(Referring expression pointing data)
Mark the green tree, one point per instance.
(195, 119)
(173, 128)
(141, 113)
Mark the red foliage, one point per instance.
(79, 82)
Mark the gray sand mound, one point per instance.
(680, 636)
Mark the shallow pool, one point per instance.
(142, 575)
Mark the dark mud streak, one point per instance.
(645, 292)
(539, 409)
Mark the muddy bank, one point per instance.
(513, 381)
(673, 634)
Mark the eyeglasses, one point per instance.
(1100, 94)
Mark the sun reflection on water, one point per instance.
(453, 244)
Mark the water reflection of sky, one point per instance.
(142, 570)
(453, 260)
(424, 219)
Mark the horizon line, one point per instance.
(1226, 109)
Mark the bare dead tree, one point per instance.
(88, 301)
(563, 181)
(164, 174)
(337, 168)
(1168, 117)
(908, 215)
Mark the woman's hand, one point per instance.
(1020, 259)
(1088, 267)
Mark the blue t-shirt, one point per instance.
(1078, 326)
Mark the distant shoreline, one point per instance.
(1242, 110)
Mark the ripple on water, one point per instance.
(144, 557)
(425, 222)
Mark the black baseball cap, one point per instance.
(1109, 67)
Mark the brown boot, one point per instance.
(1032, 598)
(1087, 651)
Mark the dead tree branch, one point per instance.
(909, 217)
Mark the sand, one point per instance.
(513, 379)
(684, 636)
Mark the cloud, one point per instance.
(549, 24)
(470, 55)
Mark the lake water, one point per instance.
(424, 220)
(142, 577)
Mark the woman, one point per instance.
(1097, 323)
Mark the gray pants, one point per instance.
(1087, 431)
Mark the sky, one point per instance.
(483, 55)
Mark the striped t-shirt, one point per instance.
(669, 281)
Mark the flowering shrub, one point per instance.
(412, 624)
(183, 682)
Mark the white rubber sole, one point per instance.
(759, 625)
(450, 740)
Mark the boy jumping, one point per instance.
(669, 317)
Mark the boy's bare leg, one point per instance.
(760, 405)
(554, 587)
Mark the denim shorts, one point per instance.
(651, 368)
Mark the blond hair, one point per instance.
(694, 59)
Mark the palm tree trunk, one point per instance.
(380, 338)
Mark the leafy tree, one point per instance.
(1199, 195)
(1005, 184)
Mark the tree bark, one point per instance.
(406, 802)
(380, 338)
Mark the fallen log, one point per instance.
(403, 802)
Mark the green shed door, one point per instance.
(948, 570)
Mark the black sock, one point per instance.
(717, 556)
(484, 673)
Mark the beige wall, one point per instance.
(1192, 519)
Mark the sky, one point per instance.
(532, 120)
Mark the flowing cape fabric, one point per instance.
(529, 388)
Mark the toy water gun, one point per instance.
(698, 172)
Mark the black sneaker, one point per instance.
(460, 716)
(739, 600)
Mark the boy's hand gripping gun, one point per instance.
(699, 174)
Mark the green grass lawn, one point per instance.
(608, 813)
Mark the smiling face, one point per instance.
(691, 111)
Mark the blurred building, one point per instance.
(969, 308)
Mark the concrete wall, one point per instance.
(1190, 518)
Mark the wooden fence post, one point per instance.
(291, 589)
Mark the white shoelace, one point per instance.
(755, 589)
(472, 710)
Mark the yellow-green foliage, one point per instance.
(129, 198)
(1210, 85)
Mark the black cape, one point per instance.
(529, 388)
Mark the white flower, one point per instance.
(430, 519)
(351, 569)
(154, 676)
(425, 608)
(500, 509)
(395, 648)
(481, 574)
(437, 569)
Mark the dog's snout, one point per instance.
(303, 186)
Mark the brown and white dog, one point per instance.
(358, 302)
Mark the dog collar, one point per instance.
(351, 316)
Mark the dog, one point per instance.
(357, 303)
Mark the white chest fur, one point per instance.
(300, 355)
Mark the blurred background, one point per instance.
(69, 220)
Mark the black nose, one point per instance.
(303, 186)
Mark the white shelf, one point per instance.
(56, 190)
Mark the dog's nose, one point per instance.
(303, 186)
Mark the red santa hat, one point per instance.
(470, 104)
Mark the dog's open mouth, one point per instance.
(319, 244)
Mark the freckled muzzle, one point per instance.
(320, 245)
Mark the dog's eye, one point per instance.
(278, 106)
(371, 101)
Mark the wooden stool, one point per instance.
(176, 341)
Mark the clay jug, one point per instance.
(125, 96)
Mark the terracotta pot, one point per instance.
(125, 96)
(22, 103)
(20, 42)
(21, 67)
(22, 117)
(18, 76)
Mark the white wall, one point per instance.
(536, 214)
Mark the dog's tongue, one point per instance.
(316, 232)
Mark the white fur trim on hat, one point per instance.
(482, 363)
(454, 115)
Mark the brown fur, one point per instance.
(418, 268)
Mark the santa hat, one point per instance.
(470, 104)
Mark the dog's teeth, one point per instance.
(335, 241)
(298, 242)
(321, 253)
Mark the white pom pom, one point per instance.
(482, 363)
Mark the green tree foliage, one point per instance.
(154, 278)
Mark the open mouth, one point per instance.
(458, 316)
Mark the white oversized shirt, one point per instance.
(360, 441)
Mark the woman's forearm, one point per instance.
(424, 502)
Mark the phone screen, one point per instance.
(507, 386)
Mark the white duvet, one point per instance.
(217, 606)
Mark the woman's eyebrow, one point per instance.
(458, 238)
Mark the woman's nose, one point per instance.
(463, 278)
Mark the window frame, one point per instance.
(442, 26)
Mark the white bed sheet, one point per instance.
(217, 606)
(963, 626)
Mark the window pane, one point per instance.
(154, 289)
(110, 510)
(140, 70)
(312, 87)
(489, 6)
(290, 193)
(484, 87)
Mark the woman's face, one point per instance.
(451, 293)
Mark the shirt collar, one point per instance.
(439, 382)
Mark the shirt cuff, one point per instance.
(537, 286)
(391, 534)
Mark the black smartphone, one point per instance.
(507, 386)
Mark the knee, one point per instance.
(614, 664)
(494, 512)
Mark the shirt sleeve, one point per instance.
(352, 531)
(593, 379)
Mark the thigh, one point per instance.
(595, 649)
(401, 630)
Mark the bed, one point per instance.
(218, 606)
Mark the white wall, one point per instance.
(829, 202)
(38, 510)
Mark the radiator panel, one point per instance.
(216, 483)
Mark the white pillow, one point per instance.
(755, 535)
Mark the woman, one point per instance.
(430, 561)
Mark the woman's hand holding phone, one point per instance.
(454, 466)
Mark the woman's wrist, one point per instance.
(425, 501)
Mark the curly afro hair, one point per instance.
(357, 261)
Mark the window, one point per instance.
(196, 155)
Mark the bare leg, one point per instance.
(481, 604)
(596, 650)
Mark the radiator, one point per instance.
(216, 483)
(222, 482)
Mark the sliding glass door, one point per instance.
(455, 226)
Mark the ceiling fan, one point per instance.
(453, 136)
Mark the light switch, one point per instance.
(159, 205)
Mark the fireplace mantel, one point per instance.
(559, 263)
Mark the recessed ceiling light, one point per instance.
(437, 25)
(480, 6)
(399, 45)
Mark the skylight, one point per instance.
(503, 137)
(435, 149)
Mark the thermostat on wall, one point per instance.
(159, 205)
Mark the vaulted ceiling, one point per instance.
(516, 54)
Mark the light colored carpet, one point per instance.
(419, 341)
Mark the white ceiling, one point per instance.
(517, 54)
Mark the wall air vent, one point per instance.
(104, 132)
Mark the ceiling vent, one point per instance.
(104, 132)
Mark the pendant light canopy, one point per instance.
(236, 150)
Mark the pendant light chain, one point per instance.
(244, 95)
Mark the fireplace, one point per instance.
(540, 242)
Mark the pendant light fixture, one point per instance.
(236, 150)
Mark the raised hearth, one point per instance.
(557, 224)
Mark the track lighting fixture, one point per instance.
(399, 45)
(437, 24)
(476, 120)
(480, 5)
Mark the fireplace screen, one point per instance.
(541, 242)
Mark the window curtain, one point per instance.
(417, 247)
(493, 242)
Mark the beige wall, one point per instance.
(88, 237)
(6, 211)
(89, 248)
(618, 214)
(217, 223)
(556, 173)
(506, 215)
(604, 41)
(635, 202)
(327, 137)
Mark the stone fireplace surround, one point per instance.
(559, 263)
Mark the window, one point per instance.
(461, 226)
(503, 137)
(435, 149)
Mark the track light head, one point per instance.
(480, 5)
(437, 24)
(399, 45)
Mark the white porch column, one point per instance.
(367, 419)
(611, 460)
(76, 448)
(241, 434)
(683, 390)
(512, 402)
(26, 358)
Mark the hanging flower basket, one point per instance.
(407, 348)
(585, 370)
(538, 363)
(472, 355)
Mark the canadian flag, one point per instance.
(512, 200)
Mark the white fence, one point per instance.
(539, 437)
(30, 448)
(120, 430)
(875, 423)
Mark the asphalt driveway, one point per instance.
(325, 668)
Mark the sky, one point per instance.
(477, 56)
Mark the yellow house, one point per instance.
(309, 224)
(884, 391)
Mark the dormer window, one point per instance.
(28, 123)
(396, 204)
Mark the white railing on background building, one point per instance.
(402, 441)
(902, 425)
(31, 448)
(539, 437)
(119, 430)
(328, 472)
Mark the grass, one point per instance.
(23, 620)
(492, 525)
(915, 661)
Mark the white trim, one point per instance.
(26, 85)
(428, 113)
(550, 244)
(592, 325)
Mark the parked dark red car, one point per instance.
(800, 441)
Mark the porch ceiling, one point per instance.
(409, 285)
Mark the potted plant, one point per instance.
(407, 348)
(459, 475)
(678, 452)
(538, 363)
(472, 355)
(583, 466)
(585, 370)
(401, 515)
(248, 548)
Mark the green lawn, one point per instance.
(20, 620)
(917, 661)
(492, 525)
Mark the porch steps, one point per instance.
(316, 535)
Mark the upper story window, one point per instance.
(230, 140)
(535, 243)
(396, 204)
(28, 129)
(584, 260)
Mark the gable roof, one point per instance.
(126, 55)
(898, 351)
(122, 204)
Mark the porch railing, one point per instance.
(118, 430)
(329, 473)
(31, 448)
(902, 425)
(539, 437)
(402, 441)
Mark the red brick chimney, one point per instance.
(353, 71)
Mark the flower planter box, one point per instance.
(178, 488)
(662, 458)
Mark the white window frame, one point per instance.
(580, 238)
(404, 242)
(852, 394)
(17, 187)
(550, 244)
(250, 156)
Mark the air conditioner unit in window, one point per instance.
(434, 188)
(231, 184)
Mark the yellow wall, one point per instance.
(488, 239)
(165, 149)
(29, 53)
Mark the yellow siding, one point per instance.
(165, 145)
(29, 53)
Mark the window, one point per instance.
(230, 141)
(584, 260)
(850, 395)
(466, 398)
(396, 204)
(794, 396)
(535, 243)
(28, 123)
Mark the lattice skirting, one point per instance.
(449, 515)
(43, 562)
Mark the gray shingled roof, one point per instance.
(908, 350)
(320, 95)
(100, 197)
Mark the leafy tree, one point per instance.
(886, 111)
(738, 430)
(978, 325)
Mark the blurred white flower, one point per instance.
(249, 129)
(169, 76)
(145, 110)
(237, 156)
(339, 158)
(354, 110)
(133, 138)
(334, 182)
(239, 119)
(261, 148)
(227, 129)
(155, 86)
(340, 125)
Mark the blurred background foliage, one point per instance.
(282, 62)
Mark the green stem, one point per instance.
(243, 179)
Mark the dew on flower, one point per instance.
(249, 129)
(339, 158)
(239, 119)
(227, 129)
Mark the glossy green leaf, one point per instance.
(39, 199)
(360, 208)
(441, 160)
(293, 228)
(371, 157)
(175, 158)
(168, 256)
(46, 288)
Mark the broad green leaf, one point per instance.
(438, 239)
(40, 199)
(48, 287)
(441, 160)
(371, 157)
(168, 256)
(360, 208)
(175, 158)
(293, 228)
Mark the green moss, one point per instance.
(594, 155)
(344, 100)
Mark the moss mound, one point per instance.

# Task to complete
Reproduce only those lines of the entries above that run from the line with "Mark the lattice" to the final line.

# Completed exercise
Mark the lattice skirting, one point per instance.
(449, 515)
(43, 562)
Mark the gray shingled roof, one point per instance.
(908, 350)
(320, 95)
(100, 197)
Mark the leafy tree, one point per instance.
(886, 111)
(738, 430)
(978, 325)
Mark the blurred white flower, one point per instance.
(249, 129)
(169, 76)
(145, 110)
(237, 156)
(339, 158)
(354, 110)
(133, 138)
(334, 182)
(239, 119)
(261, 148)
(227, 129)
(155, 86)
(340, 125)
Mark the blurred background foliage, one point per instance.
(282, 62)
Mark the green stem, one point per instance.
(243, 179)
Mark the dew on flower, one point per instance.
(249, 129)
(339, 158)
(239, 119)
(227, 129)
Mark the glossy green leaf, one point per instance.
(39, 199)
(360, 208)
(441, 160)
(293, 228)
(371, 157)
(175, 158)
(168, 256)
(46, 288)
Mark the broad green leaf, one point per instance.
(438, 239)
(40, 199)
(48, 287)
(441, 160)
(371, 157)
(168, 256)
(360, 208)
(175, 158)
(293, 228)
Mark the green moss, one point per instance.
(594, 155)
(344, 100)
Mark the moss mound, one point per instance.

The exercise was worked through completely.